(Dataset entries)
--------
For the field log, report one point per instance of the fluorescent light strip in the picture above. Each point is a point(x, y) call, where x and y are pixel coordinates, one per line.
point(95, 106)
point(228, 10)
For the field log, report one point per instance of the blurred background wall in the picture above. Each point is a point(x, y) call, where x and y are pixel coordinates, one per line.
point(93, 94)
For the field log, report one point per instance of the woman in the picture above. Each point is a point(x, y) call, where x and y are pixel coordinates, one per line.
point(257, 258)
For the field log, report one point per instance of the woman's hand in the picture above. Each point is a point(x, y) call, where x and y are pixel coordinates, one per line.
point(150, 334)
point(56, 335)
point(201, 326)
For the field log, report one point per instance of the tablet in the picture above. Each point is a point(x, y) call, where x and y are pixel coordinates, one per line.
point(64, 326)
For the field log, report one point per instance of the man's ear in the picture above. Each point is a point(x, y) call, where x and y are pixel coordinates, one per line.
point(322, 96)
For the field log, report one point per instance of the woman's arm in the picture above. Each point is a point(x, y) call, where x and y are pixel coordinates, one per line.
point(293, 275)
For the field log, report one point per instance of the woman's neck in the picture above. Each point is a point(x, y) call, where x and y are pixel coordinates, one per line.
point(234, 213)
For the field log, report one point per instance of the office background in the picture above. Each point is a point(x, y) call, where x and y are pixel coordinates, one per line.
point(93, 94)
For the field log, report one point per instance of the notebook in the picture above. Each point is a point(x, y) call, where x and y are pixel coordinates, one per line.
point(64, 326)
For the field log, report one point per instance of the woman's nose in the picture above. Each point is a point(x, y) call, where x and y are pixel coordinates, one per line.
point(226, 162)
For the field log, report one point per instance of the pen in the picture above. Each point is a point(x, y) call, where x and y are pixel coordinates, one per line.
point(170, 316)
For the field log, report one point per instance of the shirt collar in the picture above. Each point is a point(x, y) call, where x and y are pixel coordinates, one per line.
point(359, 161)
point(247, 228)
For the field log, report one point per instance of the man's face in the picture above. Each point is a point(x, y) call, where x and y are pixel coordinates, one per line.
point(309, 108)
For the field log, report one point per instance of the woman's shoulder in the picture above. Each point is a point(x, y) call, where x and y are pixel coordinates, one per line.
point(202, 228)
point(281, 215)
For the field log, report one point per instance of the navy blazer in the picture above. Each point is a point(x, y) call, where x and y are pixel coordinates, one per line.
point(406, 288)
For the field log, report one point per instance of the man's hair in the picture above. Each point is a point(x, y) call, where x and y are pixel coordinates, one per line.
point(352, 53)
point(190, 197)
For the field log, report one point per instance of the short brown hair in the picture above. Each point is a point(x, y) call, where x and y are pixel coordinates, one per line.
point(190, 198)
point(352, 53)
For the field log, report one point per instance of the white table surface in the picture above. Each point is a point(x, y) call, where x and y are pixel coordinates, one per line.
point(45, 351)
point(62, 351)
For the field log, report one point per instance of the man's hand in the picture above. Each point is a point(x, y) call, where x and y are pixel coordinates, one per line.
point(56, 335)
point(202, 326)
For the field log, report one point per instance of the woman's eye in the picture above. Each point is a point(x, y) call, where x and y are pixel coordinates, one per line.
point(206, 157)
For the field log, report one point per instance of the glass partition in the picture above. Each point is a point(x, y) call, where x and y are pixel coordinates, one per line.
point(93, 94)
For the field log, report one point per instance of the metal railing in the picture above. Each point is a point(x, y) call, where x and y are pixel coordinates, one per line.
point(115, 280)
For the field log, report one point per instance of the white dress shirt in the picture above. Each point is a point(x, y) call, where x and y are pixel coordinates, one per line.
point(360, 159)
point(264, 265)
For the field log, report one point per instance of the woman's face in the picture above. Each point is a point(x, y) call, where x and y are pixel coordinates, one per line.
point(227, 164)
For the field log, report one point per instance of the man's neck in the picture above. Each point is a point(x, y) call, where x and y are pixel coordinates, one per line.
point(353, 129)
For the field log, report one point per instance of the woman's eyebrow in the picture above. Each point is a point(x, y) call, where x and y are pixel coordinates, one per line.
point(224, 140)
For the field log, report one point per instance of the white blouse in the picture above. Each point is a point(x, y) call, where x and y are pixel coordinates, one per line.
--------
■ Problem statement ■
Make a verbatim copy of every entry shown above.

■ Final answer ■
For the field log, report one point per instance of the fluorescent light strip in the picture above. Each point is a point(x, y) call, where x and y are pixel coordinates, one per line.
point(95, 106)
point(228, 10)
For the field log, report one point per instance of the blurred background wall in the picture above. Each point is a point(x, y) call, where x and y are pixel coordinates, one per line.
point(93, 94)
For the field log, report one point per instance of the woman in the picture above. Each point is a point(x, y) call, where x and y are pixel coordinates, one per line.
point(257, 258)
For the field log, report one point per instance of the woman's hand in the picture above. Each point is a point(x, y) call, where x and y are pixel coordinates, one per line.
point(150, 334)
point(56, 335)
point(201, 326)
For the field log, report one point per instance of the tablet in the picture above. Each point is a point(x, y) call, where x and y are pixel coordinates, one per line.
point(64, 326)
For the field log, report one point per instance of the man's ear in the picture above. Each point is a point(x, y) call, where x and y are pixel coordinates, one per line.
point(322, 96)
For the field log, report one point per instance of the woman's arm in the picture above. Each point is a point(x, y) call, where x and y are pixel coordinates, one per line.
point(293, 275)
For the field log, report one point per instance of the woman's neck in the picture above. Each point is a point(x, y) call, where x and y are pixel coordinates, one per line.
point(234, 213)
For the field log, report one point per instance of the office background in the picture above. Each point is a point(x, y) call, where x and y are pixel coordinates, one per line.
point(93, 94)
For the field log, report one point per instance of the notebook in the picture above. Each point is a point(x, y) call, where x and y are pixel coordinates, one per line.
point(64, 326)
For the field log, report one point per instance of the woman's nose in the picture above. Each point is a point(x, y) call, where x and y are pixel coordinates, one per line.
point(226, 162)
For the field log, report one point per instance of the pen in the picture above. Each point is a point(x, y) call, where x and y are pixel coordinates, one per line.
point(170, 316)
For the field log, report one point per instance of the shirt collar in the picture above. Each point is a point(x, y) call, where x and y are pixel coordinates, one per line.
point(359, 161)
point(247, 228)
For the field log, report one point per instance of the man's face in the picture above. Each point is a point(x, y) call, where x and y are pixel coordinates, one per line.
point(309, 108)
For the field log, report one point per instance of the woman's shoulder in the picture above. Each point is a point(x, y) call, where x and y are pixel coordinates, one per line.
point(202, 228)
point(281, 215)
For the field log, report one point per instance of the navy blazer in the picture above. Each point is a point(x, y) call, where x and y are pixel coordinates, one per line.
point(406, 288)
For the field log, report one point per instance of the man's hair in the picture above. Each point is a point(x, y) call, where x and y are pixel coordinates, one per line.
point(352, 53)
point(190, 197)
For the field log, report one point per instance of the short brown hair in the picture above. Each point is a point(x, y) call, where x and y are pixel coordinates, one per line.
point(190, 198)
point(352, 53)
For the field log, report one point per instance of the white table surface in the picture above. Each point is a point(x, y) call, where x and y are pixel coordinates, one per line.
point(45, 351)
point(62, 351)
For the field log, report one point per instance of the man's hand in the picture above. Each point is a point(x, y) call, where x and y are pixel coordinates, one per line.
point(56, 335)
point(202, 326)
For the field log, report one point per instance of the woman's eye in the picture above. Each point is a point(x, y) call, where x and y are pixel coordinates, one per line.
point(206, 157)
For the field log, report one point per instance of the glass partition in the picture above. Each point is a point(x, y) call, where x and y are pixel coordinates, one per line.
point(93, 94)
For the field log, report one point per instance of the metal railing in the picture above. Each point is a point(x, y) call, where x and y are pixel coordinates, one per line.
point(115, 280)
For the field log, report one point per instance of the white dress shirt in the picture above. Each point is a point(x, y) call, where x and y are pixel coordinates, one per line.
point(360, 159)
point(264, 265)
For the field log, report one point per instance of the woman's face in the picture above. Each point is a point(x, y) call, where x and y are pixel coordinates, one per line.
point(227, 164)
For the field log, report one point per instance of the man's neck in the picture above. Each point is a point(x, y) call, where x and y are pixel coordinates, one per line.
point(353, 129)
For the field log, report one point per instance of the woman's eyebrow in the picture above. Each point is a point(x, y) call, where x and y are pixel coordinates, one per line.
point(224, 140)
For the field log, report one point per instance of the white blouse in the picture above. Each point is a point(x, y) call, where x and y are pixel coordinates, one per line.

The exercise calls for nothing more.